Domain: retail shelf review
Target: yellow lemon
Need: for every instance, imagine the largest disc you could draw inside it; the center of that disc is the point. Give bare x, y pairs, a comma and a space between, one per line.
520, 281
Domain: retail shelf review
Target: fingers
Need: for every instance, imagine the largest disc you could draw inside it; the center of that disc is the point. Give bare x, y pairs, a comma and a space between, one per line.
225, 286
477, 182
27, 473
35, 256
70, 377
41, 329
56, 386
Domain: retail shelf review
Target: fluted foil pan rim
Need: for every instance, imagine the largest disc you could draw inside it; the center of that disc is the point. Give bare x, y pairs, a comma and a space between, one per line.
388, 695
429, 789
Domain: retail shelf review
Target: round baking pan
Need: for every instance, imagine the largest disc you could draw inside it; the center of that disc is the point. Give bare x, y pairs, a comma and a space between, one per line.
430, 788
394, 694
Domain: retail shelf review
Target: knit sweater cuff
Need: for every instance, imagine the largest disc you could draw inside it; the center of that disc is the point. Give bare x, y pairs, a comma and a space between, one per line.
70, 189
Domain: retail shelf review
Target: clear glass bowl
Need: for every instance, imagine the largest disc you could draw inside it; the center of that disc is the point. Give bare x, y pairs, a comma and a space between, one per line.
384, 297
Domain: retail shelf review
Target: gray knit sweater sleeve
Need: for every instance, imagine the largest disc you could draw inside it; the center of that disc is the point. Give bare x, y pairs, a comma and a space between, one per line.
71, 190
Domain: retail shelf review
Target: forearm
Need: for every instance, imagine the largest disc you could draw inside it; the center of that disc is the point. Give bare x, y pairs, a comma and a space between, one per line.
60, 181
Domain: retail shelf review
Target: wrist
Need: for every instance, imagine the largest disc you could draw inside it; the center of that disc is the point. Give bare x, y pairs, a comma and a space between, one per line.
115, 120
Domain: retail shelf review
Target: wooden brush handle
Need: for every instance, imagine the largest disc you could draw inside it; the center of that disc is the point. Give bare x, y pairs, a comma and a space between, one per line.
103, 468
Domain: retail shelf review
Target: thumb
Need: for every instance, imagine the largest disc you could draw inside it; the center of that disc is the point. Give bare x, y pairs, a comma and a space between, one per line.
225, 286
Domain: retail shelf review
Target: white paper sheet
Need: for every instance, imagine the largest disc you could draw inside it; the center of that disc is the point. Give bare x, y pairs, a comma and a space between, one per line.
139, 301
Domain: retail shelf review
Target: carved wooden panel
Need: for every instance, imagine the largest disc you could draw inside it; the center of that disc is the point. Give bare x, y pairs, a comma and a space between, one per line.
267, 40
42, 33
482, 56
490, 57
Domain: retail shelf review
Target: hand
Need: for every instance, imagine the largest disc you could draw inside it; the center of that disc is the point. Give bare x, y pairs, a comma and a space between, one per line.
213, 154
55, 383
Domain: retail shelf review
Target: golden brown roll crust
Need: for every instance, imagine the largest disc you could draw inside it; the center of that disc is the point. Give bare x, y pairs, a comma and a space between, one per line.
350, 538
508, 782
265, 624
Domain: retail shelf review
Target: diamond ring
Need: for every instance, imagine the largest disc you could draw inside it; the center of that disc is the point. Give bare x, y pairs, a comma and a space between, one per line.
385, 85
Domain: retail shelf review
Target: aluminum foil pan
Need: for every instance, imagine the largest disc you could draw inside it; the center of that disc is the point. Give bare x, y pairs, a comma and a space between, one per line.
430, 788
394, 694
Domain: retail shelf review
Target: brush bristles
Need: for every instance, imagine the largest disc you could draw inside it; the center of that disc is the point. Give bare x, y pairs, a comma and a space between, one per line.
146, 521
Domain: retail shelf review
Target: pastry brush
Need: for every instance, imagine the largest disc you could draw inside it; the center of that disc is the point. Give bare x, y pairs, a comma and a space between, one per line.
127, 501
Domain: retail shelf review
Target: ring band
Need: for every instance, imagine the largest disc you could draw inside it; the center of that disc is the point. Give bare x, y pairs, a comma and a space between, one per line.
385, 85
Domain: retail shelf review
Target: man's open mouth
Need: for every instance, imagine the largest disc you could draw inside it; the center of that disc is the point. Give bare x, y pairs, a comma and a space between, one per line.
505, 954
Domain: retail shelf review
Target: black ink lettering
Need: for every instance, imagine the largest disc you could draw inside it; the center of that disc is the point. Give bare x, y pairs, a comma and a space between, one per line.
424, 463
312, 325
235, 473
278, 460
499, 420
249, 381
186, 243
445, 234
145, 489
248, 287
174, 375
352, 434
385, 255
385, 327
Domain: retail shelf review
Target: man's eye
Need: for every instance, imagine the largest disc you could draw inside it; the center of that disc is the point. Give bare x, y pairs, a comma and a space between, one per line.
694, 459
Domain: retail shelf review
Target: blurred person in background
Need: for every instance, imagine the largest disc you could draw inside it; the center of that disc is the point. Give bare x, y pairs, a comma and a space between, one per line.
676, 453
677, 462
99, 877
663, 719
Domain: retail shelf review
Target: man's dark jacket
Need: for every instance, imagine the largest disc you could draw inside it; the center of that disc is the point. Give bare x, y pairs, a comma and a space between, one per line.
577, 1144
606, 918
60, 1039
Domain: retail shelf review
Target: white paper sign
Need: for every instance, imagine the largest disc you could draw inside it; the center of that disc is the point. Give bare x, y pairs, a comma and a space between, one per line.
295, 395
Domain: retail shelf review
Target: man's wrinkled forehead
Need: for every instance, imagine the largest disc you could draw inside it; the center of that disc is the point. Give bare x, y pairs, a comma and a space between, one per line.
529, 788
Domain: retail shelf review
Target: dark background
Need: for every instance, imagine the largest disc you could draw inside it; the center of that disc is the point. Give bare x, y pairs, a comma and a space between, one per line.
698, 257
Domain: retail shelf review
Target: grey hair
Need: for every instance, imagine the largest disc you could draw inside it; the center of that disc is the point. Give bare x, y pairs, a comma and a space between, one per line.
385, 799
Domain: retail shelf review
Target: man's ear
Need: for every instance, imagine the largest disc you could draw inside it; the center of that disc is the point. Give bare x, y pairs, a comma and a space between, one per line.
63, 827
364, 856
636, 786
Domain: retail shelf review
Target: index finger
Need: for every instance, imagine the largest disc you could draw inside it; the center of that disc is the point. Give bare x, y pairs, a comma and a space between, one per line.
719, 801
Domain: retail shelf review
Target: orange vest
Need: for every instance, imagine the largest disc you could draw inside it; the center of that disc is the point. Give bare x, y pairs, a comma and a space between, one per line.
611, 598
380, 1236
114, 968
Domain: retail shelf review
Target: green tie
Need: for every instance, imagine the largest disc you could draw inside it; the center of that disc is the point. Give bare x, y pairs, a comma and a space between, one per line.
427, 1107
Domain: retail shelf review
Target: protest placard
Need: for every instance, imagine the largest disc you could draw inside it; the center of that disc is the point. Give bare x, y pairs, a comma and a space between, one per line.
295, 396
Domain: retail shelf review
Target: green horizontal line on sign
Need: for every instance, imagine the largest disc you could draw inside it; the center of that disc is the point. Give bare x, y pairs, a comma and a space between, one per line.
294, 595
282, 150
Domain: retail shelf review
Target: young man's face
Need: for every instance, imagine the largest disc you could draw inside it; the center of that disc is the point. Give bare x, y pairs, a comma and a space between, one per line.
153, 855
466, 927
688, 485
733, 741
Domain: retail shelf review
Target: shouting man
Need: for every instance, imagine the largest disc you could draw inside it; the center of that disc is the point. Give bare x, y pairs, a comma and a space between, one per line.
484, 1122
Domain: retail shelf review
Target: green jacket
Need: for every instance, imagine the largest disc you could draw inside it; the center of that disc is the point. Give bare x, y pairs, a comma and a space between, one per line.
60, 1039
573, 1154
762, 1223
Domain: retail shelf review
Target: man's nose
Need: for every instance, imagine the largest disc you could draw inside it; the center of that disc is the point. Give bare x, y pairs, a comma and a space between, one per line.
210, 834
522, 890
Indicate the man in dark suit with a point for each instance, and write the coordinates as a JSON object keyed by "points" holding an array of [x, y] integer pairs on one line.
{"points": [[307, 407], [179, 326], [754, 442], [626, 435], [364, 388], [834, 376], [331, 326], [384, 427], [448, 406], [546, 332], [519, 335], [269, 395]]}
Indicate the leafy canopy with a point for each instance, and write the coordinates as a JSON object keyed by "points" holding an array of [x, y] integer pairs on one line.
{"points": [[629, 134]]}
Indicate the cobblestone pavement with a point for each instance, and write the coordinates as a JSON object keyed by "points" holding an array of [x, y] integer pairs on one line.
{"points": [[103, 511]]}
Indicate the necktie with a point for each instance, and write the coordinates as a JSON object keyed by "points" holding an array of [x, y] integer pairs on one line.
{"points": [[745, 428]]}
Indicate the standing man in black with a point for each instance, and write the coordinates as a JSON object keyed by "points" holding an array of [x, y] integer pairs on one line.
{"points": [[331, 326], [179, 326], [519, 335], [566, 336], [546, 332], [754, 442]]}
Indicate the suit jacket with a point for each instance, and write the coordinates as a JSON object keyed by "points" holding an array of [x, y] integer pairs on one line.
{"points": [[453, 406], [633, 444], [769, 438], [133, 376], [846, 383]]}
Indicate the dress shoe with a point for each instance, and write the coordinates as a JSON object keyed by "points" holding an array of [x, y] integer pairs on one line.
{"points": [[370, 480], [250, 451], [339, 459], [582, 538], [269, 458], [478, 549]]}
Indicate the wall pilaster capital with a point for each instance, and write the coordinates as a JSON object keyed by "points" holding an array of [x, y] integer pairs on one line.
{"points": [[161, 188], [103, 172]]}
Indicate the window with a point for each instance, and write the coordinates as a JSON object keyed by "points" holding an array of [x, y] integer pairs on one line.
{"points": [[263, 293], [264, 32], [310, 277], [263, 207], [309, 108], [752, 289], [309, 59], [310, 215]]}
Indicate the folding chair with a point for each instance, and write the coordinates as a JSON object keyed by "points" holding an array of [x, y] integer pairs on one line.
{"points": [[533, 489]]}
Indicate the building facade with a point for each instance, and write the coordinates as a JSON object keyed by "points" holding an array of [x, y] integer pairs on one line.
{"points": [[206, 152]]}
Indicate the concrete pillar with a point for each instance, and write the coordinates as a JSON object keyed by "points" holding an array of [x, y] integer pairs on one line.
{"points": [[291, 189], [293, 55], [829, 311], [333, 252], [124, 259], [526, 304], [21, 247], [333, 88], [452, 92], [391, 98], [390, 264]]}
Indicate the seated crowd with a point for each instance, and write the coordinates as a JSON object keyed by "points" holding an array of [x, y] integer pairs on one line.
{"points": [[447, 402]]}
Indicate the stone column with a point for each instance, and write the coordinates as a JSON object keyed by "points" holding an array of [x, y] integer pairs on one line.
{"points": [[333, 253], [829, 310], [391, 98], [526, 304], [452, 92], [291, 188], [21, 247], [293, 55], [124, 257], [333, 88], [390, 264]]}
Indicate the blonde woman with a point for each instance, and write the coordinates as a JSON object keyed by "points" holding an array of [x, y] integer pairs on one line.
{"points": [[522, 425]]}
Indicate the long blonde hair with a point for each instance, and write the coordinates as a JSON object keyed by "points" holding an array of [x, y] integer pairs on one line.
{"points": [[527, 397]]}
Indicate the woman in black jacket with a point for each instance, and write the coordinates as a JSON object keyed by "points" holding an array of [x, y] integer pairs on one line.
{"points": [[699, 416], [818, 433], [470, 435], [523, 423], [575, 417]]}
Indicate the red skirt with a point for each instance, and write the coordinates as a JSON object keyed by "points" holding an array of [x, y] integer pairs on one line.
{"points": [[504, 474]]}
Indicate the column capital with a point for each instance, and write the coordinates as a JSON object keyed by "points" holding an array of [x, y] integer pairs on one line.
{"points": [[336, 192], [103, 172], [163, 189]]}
------------------------------------------------------------------------
# Task directions
Arrange everything from the line containing "Indicate the long" down to the end of the listing as a Markdown table with the columns Row and Text, numbering each line and skipping blank lines.

# Problem solution
| Row | Text |
|---|---|
| 1 | Indicate the long blonde hair with a point for each instance, and write the coordinates as a JSON object keyed by "points" holding an array of [x, y] integer pairs on one line. |
| 2 | {"points": [[527, 397]]} |
| 3 | Indicate the woman in black jacket with a point for each instance, and write the coordinates as a JSON object keyed by "points" holding an array of [x, y] integer pairs on one line. |
| 4 | {"points": [[699, 416], [818, 433], [470, 435], [523, 423], [575, 417]]} |
| 5 | Indicate the red skirt with a point for each instance, and write the coordinates as a JSON object keyed by "points" holding an array of [x, y] integer pairs on one line. |
| 6 | {"points": [[504, 474]]} |
| 7 | Indicate the column capital with a point for each instance, and write the coordinates as a JSON object keyed by "points" holding an array of [x, y] integer pairs on one line. |
| 8 | {"points": [[336, 192], [103, 172], [163, 189]]} |